▶ _Latihan Singkat A_
Tolong ubah baris-baris entri menjadi daftar JSON berisi string, satu string untuk tiap baris, tanpa baris kosong. Mulailah dari baris entri yang memuat "the bare tree" dan berhentilah setelah baris terakhir entri, dengan kedua ujungnya disertakan.

=== Kutipan ===

Sekolah Muhammadiyah Tampilkan Daya Tarik Tentang Keislaman
Ketua Umum PP Muhammadiyah Haedar Nashir mengatakan, corak pendidikan yang dirintis oleh KH. Ahmad Dahlan adalah pendidikan yang mengabungkan antara iman dan berkemajuan. Selain itu, juga pendidikan yang mengintegrasikan antara ilmu keagamaan dan ilmu pengetahuan.
"Di dalammnya, keberadaan pendidikan Islam modern yang dibangun oleh KH. Ahmad Dahlan adalah suatu pendidikan yang menyempurnakan atau mengkritik pendidikan tradisional yang masih banyak dianut oleh umat Islam saat itu," tutur Haedar Nashir dalam keterangan Senin, 5 Oktober 2020.
“Semua pendidikan Muhammadiyah memiliki dasar yang sama, yakni mengintegrasikan nilai-nilai dan ilmu pengetahuan keagamaan dengan ilmu pengetahuan umum, dan berbagai aspek kehidupan lainnya,” ungkapnya.
Selain itu, pendidikan Muhammadiyah juga mengintegrasikan antara sekolah, keluarga dan masyarakat konsep bisa disebut sebagai pendidikan holistik. Karena itu, sekolah-sekolah umum yang dimiliki oleh Muhammadiyah sudah seyogyanya bisa menampilkan dan mengekspresikan nilai-nilai ke-Islaman, keMuhammadiyahan, dan ilmu pengetahuan umum yang bisa menjadi bekal bagi generasi bangsa.

=== Bahan Masukan ===

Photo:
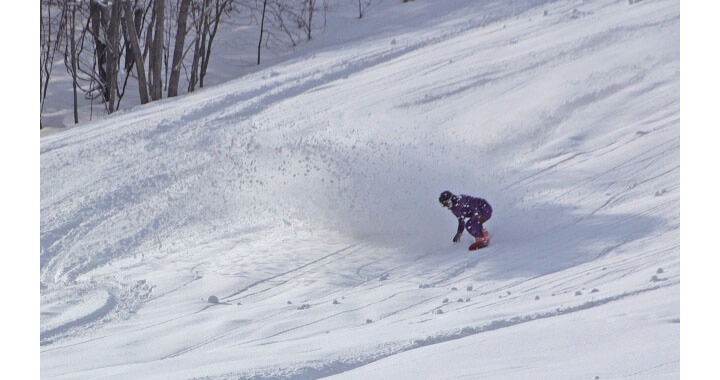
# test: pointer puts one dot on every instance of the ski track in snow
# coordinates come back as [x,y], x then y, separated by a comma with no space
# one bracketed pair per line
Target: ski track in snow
[286,195]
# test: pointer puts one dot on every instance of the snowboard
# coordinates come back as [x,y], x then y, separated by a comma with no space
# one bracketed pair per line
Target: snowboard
[476,246]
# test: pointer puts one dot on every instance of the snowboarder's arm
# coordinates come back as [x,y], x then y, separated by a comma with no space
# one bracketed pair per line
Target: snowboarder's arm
[461,226]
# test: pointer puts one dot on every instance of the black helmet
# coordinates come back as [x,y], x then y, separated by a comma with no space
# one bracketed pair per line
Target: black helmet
[446,198]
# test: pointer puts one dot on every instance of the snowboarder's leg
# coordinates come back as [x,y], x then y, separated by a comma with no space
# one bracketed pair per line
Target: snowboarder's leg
[482,237]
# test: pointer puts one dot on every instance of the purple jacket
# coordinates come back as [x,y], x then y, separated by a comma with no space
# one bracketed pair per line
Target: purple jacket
[465,206]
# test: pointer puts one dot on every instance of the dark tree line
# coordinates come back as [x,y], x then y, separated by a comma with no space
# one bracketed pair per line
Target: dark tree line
[105,44]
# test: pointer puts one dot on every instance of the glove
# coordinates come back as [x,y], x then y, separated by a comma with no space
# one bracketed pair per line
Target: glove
[456,238]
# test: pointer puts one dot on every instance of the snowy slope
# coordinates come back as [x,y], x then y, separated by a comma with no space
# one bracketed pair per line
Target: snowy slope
[304,196]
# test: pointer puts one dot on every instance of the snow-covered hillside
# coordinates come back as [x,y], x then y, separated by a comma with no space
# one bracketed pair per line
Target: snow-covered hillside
[304,197]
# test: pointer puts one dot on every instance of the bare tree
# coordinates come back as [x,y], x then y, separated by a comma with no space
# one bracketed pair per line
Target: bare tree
[73,60]
[113,54]
[262,28]
[130,25]
[156,52]
[52,30]
[214,20]
[179,46]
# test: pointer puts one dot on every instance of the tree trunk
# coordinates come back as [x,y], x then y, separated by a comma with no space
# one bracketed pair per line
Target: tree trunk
[157,49]
[113,52]
[179,45]
[99,26]
[262,25]
[73,63]
[216,22]
[135,46]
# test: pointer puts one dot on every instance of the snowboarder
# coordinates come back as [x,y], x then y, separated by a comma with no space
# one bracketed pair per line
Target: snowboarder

===

▶ _Latihan Singkat B_
Menurut kutipan tentang pendidikan Muhammadiyah, konsep yang mengintegrasikan sekolah, keluarga, dan masyarakat bisa disebut apa?

▶ _Penyelesaian Tugas A_
[
  "# test: pointer puts one dot on every instance of the bare tree",
  "# coordinates come back as [x,y], x then y, separated by a comma with no space",
  "# one bracketed pair per line",
  "Target: bare tree",
  "[73,60]",
  "[113,54]",
  "[262,28]",
  "[130,25]",
  "[156,52]",
  "[52,30]",
  "[214,20]",
  "[179,46]",
  "# test: pointer puts one dot on every instance of the tree trunk",
  "# coordinates come back as [x,y], x then y, separated by a comma with no space",
  "# one bracketed pair per line",
  "Target: tree trunk",
  "[157,49]",
  "[113,52]",
  "[179,45]",
  "[99,26]",
  "[262,25]",
  "[73,63]",
  "[216,22]",
  "[135,46]",
  "# test: pointer puts one dot on every instance of the snowboarder",
  "# coordinates come back as [x,y], x then y, separated by a comma with no space",
  "# one bracketed pair per line",
  "Target: snowboarder"
]

▶ _Penyelesaian Tugas B_
Pendidikan holistik.